══ Lignes de données ══

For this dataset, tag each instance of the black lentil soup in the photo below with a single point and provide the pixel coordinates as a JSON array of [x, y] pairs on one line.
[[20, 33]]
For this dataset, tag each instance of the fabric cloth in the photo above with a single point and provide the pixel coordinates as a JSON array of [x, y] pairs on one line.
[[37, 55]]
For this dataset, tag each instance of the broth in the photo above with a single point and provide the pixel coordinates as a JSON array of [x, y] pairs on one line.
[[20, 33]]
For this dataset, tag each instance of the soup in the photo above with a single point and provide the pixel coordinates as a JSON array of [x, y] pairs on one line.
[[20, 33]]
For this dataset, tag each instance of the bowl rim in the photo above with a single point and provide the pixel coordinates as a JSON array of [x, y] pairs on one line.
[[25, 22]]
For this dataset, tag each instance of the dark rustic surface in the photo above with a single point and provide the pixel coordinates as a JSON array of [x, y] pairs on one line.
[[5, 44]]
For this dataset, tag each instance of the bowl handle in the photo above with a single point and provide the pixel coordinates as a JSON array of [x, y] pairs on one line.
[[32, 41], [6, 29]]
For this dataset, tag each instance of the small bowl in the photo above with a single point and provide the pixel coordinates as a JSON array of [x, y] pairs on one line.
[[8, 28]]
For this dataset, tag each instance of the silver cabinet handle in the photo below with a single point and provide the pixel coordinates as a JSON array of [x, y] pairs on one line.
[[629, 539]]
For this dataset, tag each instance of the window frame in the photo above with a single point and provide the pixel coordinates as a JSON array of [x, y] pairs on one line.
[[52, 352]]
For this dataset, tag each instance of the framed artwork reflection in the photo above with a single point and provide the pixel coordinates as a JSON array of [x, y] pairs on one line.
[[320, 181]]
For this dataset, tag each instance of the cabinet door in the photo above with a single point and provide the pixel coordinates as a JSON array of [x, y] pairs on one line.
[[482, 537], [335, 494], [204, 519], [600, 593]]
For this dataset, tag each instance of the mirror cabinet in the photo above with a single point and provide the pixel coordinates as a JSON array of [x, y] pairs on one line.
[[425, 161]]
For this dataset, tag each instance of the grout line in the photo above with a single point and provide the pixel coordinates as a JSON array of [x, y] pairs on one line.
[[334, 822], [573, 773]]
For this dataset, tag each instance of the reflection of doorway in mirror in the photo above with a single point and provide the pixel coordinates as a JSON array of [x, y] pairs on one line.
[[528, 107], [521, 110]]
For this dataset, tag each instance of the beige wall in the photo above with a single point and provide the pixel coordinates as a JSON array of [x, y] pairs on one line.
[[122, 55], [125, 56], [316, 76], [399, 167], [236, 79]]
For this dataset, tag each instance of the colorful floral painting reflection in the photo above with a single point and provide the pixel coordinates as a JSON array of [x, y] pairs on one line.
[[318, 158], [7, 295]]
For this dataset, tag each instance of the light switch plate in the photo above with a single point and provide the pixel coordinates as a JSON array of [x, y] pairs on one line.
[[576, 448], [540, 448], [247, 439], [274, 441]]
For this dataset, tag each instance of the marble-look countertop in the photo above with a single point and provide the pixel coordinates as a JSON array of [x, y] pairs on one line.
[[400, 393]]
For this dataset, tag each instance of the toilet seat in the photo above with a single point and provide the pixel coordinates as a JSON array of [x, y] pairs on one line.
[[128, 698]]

═══

**Description de la tâche**: Présentez sous forme de tableau Markdown les lignes allant de celle qui contient « For this dataset, tag each instance of the toilet » jusqu'à la fin du matériau, en omettant les lignes vides. Utilisez deux colonnes : « Numéro » pour le rang de chaque ligne et « Ligne du matériau » pour son texte.

**Réponse rédigée**:
| Numéro | Ligne du matériau |
|---|---|
| 1 | For this dataset, tag each instance of the toilet seat in the photo above with a single point and provide the pixel coordinates as a JSON array of [x, y] pairs on one line. |
| 2 | [[128, 698]] |